TASK STATEMENT: In the passage about a New Year's Day tradition, whose comedy records did the family take out during the celebration?

SELECTED EXCERPT:
-------

I ran into my brother's friend and recalled for the first time in years that Dave and I visited their house early on the morning of New Year's Day once or twice. We were sharing a good luck tradition with them--first footing: coming to the back door, bringing food, being the first to cross the threshold in the new year, being from another tribe (one way or another). We were the first footers who brought the family good luck. And we'd stay awhile and have an informal celebration, eating and talking in the living room. I remember they took out their favorite comedy records, Alan Sherman and especially Tom Lehrer, and we heard the best songs. This was my introduction to Lehrer, I believe.

It was a sweet tradition. It endeared my brother to his friend's parents, sparked a little fresh happiness in all who were there, and put some continuity in the holiday over the years. That's enough good luck right there--the custom works already, even if no other good luck follows.

We didn't have this tradition in our family, our tribe. That's just the thing: other people have some great traditions and it's a blessing to get to know them. Maybe add them to our own.

-------

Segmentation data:
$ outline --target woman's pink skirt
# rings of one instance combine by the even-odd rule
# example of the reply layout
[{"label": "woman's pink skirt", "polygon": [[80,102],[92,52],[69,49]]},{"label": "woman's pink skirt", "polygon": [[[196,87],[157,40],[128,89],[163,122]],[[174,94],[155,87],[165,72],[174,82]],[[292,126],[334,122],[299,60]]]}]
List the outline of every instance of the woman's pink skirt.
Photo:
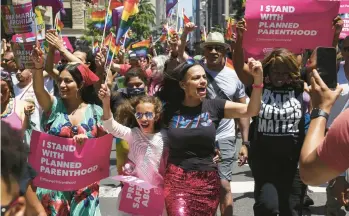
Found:
[{"label": "woman's pink skirt", "polygon": [[217,171],[185,171],[169,164],[165,174],[165,204],[169,216],[212,216],[219,204]]}]

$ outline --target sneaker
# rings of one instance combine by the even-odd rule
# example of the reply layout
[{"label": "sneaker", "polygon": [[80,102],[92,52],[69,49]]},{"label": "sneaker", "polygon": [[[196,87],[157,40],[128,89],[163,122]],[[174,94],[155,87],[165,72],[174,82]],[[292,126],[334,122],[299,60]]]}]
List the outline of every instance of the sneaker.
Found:
[{"label": "sneaker", "polygon": [[314,205],[314,200],[310,198],[308,195],[305,195],[303,200],[303,205],[304,207],[309,207],[311,205]]}]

-------

COMPLETED EXERCISE: Alan Sherman and Tom Lehrer.